Pick out every line below that contains the string "cracked" and copy each one. The match is case-sensitive.

[Labeled contour entries]
+ + +

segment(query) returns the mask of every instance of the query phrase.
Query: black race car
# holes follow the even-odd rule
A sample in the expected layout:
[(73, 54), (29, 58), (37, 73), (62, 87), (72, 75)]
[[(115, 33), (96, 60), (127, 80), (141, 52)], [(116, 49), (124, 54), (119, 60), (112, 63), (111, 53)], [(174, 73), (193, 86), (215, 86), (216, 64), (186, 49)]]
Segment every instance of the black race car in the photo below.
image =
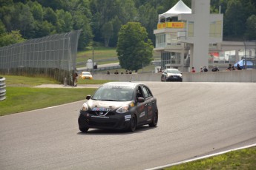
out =
[(134, 132), (140, 125), (157, 126), (157, 99), (144, 84), (106, 83), (86, 99), (78, 118), (83, 132), (90, 128)]

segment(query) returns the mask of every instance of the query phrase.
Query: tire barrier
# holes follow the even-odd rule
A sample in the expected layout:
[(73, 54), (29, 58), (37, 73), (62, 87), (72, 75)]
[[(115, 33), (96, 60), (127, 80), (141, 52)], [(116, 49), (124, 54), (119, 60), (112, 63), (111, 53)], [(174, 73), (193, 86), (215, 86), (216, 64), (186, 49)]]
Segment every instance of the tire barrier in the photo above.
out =
[(0, 77), (0, 101), (6, 98), (5, 78)]

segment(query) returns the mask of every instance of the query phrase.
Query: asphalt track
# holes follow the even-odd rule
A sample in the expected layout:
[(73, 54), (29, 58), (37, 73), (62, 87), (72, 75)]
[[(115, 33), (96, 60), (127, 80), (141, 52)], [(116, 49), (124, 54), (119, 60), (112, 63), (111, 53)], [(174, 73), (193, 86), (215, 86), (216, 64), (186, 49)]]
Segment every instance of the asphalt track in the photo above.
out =
[(146, 169), (256, 143), (256, 84), (145, 84), (157, 128), (81, 133), (83, 101), (0, 117), (0, 169)]

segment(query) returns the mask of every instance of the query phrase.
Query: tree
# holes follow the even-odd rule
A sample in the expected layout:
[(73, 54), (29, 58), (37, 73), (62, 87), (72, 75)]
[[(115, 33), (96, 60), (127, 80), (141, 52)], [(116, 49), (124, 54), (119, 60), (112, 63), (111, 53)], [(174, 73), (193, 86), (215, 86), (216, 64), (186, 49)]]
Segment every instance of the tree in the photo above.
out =
[(113, 24), (112, 22), (108, 21), (102, 27), (102, 35), (105, 39), (105, 47), (108, 47), (109, 40), (113, 36)]
[(0, 20), (0, 47), (24, 41), (19, 31), (6, 32), (4, 24)]
[(248, 40), (256, 39), (256, 15), (252, 15), (247, 18), (245, 35)]
[(230, 0), (224, 16), (224, 35), (243, 37), (245, 30), (245, 11), (239, 0)]
[(118, 35), (116, 52), (122, 68), (142, 69), (153, 60), (153, 44), (145, 27), (139, 22), (123, 25)]

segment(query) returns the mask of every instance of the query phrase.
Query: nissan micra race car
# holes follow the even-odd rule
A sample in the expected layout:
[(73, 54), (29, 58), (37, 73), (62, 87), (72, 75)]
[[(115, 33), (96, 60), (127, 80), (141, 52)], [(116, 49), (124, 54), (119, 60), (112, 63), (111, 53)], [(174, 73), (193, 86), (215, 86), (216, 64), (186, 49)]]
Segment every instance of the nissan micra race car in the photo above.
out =
[(90, 128), (134, 132), (138, 126), (157, 126), (157, 99), (142, 83), (106, 83), (86, 99), (78, 118), (83, 132)]

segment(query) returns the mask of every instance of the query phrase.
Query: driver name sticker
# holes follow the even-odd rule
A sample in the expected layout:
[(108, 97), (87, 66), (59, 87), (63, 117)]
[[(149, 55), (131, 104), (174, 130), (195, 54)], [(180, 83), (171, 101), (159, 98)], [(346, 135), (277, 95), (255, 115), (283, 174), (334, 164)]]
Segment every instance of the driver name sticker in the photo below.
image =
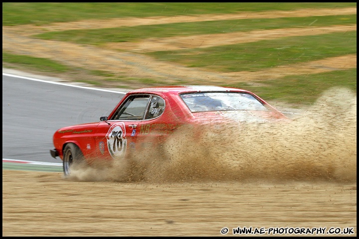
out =
[(111, 126), (106, 134), (107, 147), (112, 157), (125, 155), (126, 149), (126, 128), (123, 123), (116, 123)]

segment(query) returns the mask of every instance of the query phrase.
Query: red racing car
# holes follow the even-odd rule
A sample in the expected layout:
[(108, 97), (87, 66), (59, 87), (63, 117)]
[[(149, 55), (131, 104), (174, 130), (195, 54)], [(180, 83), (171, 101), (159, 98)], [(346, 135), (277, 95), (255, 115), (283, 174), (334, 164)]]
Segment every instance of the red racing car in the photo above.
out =
[(60, 128), (53, 135), (54, 158), (63, 161), (65, 177), (73, 162), (111, 162), (143, 149), (146, 142), (160, 144), (181, 125), (240, 123), (286, 119), (255, 94), (215, 86), (142, 88), (127, 93), (100, 121)]

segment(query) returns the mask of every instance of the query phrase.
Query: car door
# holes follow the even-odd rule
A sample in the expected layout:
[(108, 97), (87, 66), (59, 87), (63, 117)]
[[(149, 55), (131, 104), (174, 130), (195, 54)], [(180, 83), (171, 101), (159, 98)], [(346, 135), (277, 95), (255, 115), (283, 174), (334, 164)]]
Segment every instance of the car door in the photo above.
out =
[(135, 150), (139, 126), (151, 98), (150, 94), (130, 95), (111, 119), (99, 122), (95, 137), (99, 157), (118, 159)]

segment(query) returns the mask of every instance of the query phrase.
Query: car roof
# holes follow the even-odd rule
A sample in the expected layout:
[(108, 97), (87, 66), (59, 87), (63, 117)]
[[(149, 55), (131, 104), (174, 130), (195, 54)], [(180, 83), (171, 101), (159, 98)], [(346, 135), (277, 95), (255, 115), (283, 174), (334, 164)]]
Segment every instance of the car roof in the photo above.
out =
[(146, 92), (146, 93), (159, 93), (169, 92), (177, 94), (184, 93), (186, 92), (228, 92), (236, 91), (241, 92), (248, 92), (248, 91), (238, 88), (230, 87), (225, 87), (214, 86), (163, 86), (148, 87), (145, 88), (140, 88), (130, 91), (129, 93)]

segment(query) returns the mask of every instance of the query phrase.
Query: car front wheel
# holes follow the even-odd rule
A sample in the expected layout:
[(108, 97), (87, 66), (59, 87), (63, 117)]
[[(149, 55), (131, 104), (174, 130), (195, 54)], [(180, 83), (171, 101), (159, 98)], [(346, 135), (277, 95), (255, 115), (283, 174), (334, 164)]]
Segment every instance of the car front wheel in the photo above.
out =
[(64, 175), (68, 177), (71, 173), (71, 166), (74, 163), (79, 163), (83, 161), (83, 155), (77, 145), (74, 143), (68, 143), (65, 146), (62, 160)]

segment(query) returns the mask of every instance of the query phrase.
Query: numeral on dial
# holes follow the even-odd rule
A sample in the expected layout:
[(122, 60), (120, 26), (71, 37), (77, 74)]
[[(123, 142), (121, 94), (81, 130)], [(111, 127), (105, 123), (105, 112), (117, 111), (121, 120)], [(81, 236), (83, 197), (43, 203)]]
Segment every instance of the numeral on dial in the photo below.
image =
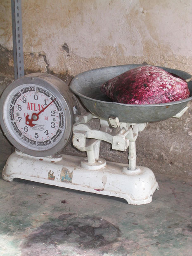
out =
[(48, 130), (46, 130), (45, 132), (44, 132), (44, 133), (45, 133), (46, 135), (49, 135), (49, 133), (48, 133)]
[(52, 110), (51, 111), (51, 116), (55, 116), (55, 112), (54, 111), (54, 110)]
[(55, 123), (53, 123), (53, 122), (52, 122), (51, 123), (51, 127), (52, 128), (55, 128)]

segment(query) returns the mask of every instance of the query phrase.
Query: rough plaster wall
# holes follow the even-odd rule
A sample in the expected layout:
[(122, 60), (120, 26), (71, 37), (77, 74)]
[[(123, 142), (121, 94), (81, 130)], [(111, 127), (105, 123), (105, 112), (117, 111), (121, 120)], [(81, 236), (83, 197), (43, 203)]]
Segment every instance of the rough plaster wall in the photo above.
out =
[[(10, 1), (1, 4), (0, 72), (10, 74)], [(190, 0), (22, 0), (22, 4), (27, 73), (74, 76), (104, 66), (147, 62), (192, 73)], [(192, 108), (191, 104), (180, 119), (149, 124), (137, 139), (137, 164), (192, 178)], [(126, 162), (127, 152), (111, 147), (102, 144), (103, 156)], [(71, 145), (65, 151), (77, 154)]]

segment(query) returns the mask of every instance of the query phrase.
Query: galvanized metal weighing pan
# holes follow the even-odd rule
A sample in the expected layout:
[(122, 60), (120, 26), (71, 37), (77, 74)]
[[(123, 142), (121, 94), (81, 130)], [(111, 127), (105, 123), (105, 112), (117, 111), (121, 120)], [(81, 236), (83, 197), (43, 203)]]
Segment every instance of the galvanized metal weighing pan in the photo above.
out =
[[(192, 82), (188, 83), (190, 97), (170, 103), (149, 105), (122, 104), (113, 102), (100, 90), (104, 82), (141, 65), (123, 65), (97, 69), (86, 71), (75, 76), (70, 88), (79, 96), (85, 106), (95, 115), (108, 119), (110, 116), (117, 116), (121, 122), (146, 123), (166, 119), (181, 111), (192, 100)], [(185, 79), (190, 74), (177, 69), (160, 67)]]

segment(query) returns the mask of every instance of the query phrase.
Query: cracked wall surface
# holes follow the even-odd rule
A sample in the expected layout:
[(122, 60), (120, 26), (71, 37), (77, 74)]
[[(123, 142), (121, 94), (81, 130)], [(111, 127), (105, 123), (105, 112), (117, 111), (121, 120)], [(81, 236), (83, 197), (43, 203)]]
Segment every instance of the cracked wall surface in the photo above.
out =
[[(1, 4), (0, 73), (13, 75), (10, 1)], [(22, 8), (26, 73), (68, 81), (92, 69), (145, 63), (192, 73), (190, 0), (22, 0)], [(138, 164), (191, 178), (191, 115), (190, 104), (180, 119), (149, 124), (137, 139)], [(70, 145), (66, 151), (78, 154)], [(127, 161), (107, 143), (101, 154)]]

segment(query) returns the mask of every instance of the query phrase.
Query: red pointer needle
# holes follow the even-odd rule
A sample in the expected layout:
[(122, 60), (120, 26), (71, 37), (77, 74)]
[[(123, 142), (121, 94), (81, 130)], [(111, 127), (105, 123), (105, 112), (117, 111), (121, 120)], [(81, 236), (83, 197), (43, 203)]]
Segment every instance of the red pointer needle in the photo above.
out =
[(43, 109), (40, 111), (38, 113), (33, 113), (31, 115), (31, 119), (29, 119), (28, 117), (29, 116), (29, 115), (27, 115), (25, 117), (25, 124), (31, 126), (31, 127), (33, 127), (36, 125), (33, 123), (32, 122), (33, 121), (37, 121), (37, 120), (39, 119), (39, 115), (43, 112), (43, 111), (49, 107), (50, 105), (52, 103), (53, 103), (54, 101), (56, 99), (55, 99), (53, 100), (52, 100), (51, 102), (50, 102), (47, 106), (46, 106)]

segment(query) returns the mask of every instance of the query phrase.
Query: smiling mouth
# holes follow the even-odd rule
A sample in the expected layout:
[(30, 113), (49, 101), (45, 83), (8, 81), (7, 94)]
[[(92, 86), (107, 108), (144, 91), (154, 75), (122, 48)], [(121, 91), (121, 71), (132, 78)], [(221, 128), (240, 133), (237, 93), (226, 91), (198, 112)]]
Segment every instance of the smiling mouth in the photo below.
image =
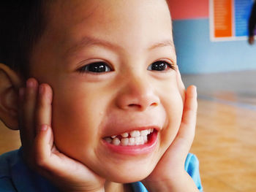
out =
[(105, 137), (103, 139), (109, 144), (116, 146), (136, 146), (148, 143), (154, 131), (154, 128), (142, 131), (132, 131), (119, 135)]

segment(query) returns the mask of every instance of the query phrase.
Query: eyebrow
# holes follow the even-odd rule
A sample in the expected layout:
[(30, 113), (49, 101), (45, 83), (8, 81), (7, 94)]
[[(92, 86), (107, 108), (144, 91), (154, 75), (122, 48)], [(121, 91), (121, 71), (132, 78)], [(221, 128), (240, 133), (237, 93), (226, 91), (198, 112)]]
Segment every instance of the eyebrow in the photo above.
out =
[[(67, 50), (67, 54), (72, 53), (78, 51), (78, 50), (84, 47), (94, 46), (94, 45), (99, 45), (99, 46), (105, 47), (110, 49), (113, 49), (113, 50), (115, 50), (115, 49), (124, 50), (124, 47), (122, 47), (119, 45), (112, 43), (104, 39), (94, 38), (94, 37), (84, 37), (81, 41), (75, 44), (75, 45), (73, 45), (72, 47), (69, 48)], [(174, 46), (173, 41), (169, 39), (164, 39), (151, 45), (151, 46), (149, 46), (148, 50), (152, 50), (154, 49), (156, 49), (158, 47), (170, 47), (173, 48), (175, 51), (175, 46)]]

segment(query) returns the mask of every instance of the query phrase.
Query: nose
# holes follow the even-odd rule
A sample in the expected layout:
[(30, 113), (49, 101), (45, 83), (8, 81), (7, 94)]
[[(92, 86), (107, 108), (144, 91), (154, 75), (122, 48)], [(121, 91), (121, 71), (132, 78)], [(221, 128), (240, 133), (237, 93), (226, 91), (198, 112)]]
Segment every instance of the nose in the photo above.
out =
[(116, 104), (121, 110), (144, 111), (158, 106), (159, 98), (154, 85), (140, 77), (131, 78), (120, 90)]

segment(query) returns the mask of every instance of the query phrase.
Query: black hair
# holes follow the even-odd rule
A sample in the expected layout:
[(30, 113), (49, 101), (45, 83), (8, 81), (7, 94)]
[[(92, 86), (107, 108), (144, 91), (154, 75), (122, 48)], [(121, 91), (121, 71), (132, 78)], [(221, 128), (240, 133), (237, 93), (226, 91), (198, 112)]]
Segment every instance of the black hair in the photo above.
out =
[(30, 53), (46, 27), (46, 0), (0, 1), (0, 63), (28, 77)]

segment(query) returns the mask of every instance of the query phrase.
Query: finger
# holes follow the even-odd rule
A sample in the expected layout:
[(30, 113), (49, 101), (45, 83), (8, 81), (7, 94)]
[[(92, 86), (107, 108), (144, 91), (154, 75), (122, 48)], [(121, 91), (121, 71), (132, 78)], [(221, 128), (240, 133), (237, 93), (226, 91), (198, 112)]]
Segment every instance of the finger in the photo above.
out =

+ + +

▶ THE REPLY
Query: cracked wall surface
Segment every instance of the cracked wall surface in the photo above.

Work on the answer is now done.